───── SUPPLIED DATA ─────

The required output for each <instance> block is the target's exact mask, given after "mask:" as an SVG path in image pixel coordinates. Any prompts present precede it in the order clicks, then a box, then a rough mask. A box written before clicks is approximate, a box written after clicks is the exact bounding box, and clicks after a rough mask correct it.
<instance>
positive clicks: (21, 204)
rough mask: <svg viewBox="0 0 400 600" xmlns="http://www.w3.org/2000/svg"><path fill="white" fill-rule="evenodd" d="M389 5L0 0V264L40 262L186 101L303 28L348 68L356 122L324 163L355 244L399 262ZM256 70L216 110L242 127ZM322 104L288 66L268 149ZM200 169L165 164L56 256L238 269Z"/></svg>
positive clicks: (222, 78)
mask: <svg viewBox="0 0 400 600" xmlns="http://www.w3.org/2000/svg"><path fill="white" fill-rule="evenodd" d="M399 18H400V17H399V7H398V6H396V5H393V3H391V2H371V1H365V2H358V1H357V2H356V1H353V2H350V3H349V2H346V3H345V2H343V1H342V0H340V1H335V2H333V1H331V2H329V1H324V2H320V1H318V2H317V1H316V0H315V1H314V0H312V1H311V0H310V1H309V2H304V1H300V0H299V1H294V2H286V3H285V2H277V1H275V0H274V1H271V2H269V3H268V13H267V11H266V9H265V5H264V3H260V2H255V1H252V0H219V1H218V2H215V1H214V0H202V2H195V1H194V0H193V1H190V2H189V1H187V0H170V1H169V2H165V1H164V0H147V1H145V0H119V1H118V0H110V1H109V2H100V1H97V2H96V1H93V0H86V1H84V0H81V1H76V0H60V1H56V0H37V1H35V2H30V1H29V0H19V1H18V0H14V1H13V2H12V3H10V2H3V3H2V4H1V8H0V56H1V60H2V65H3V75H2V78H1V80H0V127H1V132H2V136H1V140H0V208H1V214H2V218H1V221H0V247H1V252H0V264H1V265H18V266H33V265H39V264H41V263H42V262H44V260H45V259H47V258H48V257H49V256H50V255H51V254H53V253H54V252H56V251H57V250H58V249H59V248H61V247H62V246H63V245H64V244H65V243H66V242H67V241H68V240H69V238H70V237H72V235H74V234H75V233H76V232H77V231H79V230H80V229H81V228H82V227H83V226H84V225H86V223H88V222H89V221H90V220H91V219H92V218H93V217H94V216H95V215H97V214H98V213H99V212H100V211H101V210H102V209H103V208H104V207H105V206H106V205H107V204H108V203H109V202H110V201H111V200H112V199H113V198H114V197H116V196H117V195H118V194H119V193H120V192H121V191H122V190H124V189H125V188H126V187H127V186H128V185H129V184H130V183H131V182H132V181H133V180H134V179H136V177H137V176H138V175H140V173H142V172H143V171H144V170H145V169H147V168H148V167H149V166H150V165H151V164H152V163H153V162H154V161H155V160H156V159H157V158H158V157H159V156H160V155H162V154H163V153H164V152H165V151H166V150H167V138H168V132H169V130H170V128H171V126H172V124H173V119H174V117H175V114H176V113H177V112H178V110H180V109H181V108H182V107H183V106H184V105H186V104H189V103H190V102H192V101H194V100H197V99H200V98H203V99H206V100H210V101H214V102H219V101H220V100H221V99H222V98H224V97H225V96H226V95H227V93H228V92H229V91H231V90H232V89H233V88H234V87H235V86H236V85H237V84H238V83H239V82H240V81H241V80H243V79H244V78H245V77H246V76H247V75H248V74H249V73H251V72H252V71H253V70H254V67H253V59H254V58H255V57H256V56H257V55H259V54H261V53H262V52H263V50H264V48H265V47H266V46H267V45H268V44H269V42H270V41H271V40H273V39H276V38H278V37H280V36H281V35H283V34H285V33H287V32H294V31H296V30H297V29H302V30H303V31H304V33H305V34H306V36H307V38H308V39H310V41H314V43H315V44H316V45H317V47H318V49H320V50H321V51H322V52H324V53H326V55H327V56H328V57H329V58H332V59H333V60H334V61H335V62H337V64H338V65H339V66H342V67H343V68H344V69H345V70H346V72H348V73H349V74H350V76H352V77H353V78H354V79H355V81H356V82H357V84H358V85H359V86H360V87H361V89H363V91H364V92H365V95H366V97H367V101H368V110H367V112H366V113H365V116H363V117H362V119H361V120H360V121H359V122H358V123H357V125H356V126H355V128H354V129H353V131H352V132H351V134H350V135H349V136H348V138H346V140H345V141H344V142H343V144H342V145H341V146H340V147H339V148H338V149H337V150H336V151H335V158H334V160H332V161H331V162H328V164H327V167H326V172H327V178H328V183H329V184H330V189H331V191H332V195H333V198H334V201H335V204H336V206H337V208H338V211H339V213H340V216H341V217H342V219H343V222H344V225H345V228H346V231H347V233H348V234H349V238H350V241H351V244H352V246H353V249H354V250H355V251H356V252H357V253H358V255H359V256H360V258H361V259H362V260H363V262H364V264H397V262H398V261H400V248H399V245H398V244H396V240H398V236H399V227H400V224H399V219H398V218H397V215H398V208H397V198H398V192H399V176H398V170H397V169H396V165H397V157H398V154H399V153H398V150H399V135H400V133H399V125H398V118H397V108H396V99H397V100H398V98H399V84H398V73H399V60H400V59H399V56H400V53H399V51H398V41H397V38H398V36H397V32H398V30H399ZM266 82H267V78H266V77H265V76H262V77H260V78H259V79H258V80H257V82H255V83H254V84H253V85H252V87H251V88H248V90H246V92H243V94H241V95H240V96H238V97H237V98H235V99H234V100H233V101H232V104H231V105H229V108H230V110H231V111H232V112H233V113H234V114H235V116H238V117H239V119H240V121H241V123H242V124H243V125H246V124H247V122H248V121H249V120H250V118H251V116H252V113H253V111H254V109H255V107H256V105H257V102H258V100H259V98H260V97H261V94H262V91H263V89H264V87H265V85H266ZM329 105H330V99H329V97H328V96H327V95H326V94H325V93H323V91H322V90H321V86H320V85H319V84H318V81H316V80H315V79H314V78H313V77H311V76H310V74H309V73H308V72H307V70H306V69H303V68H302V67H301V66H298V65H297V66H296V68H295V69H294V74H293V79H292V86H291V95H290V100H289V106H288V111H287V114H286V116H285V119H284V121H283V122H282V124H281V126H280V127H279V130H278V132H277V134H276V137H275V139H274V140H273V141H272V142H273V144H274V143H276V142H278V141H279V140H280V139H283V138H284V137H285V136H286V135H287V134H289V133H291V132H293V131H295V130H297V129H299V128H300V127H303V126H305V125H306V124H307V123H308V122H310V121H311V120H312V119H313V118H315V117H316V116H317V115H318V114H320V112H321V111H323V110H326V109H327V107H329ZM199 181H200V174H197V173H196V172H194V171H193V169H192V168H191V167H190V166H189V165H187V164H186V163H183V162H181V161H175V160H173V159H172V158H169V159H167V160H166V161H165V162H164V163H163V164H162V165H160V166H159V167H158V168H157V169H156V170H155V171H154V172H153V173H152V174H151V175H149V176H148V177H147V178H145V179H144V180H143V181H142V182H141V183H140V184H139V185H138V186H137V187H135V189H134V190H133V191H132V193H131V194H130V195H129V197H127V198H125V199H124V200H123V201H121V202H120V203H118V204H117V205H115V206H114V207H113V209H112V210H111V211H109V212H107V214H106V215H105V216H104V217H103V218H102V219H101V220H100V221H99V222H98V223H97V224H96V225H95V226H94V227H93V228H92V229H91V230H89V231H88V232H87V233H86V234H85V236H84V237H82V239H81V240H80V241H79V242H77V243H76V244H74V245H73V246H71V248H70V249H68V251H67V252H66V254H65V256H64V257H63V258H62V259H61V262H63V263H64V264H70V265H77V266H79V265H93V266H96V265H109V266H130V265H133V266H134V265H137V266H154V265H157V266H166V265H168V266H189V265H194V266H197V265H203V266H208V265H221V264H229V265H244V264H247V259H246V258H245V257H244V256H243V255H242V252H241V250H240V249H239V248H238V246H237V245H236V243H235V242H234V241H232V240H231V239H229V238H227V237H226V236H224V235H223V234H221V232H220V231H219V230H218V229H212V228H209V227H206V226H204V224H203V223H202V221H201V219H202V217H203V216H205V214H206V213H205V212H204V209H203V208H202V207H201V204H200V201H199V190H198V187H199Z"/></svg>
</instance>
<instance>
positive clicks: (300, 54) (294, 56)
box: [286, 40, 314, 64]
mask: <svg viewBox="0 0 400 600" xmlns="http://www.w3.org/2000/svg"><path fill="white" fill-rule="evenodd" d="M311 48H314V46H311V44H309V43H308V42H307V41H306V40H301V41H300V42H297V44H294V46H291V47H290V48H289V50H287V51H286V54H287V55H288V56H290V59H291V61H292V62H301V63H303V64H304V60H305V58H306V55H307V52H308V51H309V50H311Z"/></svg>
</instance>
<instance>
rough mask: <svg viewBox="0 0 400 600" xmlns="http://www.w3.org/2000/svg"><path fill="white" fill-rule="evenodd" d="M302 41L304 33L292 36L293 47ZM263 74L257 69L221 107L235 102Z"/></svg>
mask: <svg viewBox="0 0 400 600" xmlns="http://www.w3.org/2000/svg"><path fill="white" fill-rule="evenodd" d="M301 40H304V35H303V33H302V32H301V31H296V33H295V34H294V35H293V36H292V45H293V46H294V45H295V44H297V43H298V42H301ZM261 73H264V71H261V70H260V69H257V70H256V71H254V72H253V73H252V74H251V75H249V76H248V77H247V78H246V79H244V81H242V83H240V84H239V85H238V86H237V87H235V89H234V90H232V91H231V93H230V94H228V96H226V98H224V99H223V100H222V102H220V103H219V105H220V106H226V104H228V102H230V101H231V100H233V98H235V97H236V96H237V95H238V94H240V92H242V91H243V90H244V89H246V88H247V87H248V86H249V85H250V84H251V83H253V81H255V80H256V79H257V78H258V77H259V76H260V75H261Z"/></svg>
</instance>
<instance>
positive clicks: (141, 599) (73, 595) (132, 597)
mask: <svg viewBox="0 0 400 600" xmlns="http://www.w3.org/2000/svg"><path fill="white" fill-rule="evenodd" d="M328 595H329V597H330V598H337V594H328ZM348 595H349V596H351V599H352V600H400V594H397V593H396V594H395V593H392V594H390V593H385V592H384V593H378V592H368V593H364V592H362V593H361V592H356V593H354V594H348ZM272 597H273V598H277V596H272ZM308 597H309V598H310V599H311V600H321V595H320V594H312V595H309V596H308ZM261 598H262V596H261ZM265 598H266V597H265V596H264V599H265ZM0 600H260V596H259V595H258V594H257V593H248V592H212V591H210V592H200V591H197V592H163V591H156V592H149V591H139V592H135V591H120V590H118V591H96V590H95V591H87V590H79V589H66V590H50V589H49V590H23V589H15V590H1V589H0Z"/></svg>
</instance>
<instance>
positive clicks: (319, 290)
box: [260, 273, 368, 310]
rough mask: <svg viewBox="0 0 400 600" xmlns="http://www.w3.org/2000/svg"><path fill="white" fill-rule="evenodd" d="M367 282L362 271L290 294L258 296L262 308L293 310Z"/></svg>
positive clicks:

─────

• [WHAT TO PRODUCE]: Rewrite the entries as a numbered list, starting at the line that contains "282L362 271L290 294L258" and running through the last line of the entries, with blank lines omitted.

• [SOLVED PROBLEM]:
1. rough mask: <svg viewBox="0 0 400 600" xmlns="http://www.w3.org/2000/svg"><path fill="white" fill-rule="evenodd" d="M367 282L362 271L290 294L258 296L262 308L293 310Z"/></svg>
2. positive clicks:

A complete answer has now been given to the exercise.